begin DATA ROWS

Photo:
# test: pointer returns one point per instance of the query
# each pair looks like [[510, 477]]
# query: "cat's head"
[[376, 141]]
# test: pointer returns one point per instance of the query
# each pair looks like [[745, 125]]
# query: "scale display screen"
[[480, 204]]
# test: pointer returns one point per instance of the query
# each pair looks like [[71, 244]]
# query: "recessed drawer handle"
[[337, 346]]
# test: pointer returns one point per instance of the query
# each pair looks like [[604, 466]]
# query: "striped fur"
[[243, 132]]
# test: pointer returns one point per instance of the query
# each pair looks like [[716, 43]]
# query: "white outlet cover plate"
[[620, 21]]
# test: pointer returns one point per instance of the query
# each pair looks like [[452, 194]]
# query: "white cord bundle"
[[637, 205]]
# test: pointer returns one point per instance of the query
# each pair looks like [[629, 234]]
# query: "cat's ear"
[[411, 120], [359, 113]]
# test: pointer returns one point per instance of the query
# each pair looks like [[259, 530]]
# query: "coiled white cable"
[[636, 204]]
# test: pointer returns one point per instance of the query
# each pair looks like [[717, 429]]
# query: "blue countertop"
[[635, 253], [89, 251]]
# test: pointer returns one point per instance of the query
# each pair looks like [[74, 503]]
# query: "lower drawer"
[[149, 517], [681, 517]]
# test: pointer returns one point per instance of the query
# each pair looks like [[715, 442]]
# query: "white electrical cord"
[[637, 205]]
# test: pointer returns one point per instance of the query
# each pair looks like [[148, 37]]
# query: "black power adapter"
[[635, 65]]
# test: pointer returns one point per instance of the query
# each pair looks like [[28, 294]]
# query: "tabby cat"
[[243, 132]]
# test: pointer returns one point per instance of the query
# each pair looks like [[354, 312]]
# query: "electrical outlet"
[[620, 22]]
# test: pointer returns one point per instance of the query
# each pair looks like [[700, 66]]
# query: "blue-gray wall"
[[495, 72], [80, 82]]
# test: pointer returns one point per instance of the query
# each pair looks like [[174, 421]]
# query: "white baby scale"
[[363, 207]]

end DATA ROWS
begin DATA ROWS

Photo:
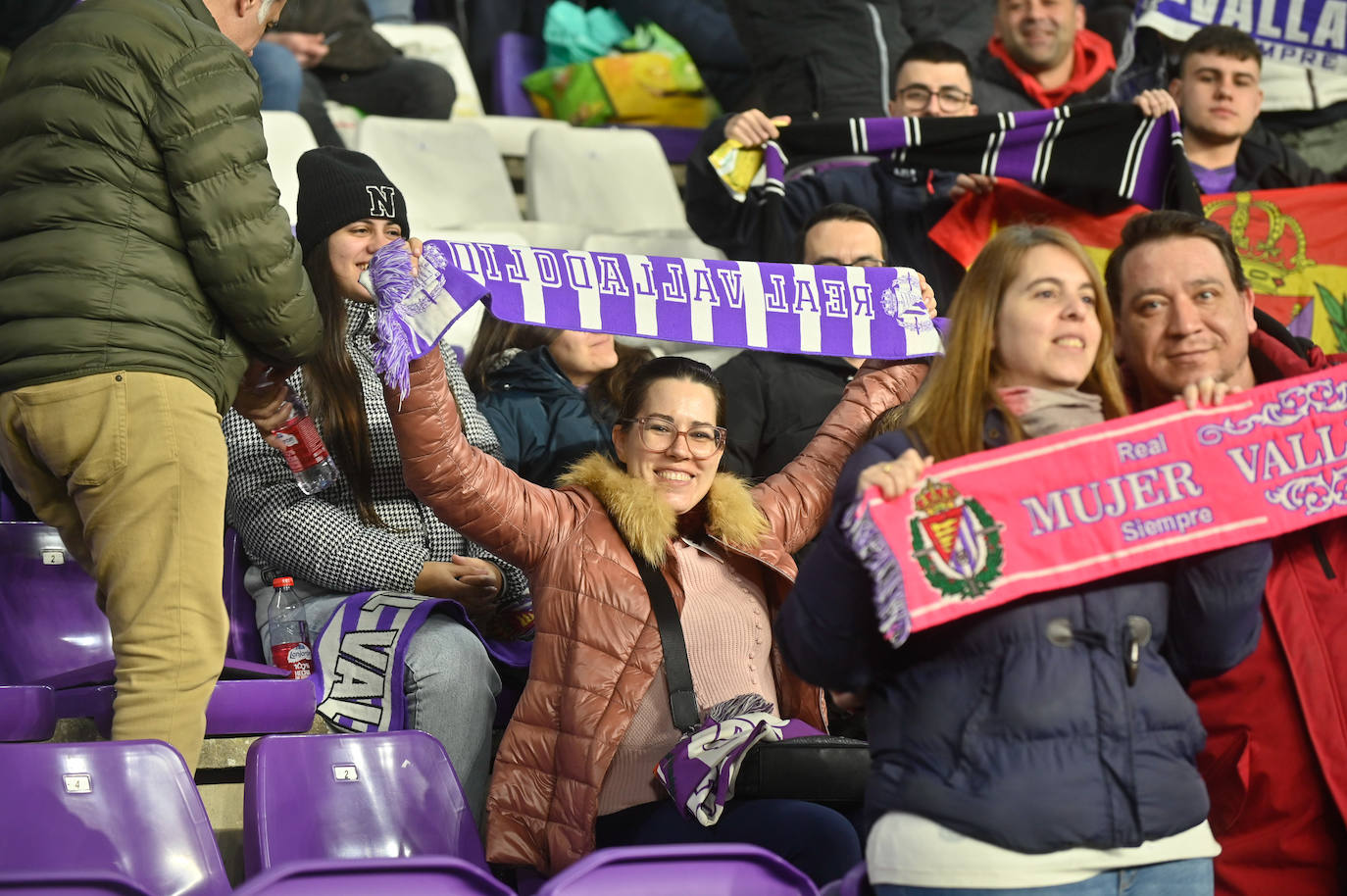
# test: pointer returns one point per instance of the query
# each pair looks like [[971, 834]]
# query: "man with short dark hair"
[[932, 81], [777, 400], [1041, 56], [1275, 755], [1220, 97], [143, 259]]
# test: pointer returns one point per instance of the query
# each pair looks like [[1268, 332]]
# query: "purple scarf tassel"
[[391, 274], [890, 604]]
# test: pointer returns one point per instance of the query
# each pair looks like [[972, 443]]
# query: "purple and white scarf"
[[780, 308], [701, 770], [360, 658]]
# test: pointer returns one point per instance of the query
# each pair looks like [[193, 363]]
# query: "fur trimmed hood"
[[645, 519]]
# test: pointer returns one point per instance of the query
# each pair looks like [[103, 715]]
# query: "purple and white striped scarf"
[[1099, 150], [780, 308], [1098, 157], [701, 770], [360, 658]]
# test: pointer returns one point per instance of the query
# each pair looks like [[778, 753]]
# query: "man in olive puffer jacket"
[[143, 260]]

end DATA ROWS
begin DATA ROWS

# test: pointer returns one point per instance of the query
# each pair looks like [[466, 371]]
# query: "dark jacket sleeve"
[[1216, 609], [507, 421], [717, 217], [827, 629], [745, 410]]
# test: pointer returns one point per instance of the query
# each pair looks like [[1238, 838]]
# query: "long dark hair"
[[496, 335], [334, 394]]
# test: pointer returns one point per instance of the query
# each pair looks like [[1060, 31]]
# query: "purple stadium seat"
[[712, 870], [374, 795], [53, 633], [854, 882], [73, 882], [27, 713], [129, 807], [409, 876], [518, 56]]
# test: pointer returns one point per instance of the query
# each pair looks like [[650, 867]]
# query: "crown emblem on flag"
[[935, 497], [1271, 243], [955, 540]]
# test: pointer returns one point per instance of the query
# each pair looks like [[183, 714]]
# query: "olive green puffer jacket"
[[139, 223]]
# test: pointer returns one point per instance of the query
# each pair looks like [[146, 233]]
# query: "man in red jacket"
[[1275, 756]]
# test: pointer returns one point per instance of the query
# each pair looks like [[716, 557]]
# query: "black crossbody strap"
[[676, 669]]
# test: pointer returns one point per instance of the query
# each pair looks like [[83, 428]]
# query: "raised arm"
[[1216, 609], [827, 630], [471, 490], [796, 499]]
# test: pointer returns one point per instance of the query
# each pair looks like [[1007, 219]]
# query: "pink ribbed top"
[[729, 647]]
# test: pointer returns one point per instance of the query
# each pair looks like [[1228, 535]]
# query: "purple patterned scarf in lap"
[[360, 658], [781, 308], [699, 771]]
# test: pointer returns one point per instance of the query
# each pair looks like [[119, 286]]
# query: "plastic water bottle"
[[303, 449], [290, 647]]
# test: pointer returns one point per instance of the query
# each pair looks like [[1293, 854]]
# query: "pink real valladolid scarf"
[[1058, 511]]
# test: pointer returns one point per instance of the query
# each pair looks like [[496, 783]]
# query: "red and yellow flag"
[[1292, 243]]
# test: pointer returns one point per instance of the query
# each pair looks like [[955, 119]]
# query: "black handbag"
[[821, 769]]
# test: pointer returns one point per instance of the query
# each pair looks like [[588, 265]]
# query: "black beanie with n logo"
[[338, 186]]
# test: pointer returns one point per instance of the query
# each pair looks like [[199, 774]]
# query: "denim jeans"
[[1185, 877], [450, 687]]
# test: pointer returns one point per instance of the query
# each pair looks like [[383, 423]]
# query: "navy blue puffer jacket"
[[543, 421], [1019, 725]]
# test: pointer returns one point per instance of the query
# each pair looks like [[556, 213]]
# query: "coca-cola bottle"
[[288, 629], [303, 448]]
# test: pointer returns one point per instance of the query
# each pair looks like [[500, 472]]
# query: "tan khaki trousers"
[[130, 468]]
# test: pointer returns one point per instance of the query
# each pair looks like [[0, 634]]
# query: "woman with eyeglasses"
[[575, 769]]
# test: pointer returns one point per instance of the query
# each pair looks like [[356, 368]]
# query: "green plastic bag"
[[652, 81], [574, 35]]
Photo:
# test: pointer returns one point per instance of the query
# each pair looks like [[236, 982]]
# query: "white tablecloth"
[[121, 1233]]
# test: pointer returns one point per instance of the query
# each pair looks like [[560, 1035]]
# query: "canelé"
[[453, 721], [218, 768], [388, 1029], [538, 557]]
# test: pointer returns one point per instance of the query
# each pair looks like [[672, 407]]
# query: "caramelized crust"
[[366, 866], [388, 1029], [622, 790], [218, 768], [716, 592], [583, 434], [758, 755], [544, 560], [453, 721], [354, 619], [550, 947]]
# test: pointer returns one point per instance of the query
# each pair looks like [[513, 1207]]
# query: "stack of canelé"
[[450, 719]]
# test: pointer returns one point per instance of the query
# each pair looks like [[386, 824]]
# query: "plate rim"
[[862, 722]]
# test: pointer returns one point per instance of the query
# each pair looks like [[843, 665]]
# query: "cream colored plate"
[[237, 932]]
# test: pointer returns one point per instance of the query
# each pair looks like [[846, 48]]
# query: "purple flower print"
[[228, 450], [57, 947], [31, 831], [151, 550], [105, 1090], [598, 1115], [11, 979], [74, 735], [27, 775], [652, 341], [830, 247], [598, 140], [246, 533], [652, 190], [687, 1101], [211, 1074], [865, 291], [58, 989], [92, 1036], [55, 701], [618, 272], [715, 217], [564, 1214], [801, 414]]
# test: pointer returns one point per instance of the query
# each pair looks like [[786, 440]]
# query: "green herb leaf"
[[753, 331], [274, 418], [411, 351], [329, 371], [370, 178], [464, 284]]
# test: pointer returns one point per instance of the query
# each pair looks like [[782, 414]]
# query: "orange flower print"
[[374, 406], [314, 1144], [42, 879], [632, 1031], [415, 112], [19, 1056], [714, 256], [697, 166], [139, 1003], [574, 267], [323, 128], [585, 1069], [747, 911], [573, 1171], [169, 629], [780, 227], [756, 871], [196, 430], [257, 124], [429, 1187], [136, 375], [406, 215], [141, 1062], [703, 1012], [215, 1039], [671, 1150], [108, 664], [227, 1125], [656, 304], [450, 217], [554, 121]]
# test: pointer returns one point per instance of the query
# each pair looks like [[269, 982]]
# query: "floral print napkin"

end DATA ROWS

Show every line from the rows above that contains the word "cord", and reproduce each such line in full.

# query: "white cord bundle"
# query: "white electrical cord"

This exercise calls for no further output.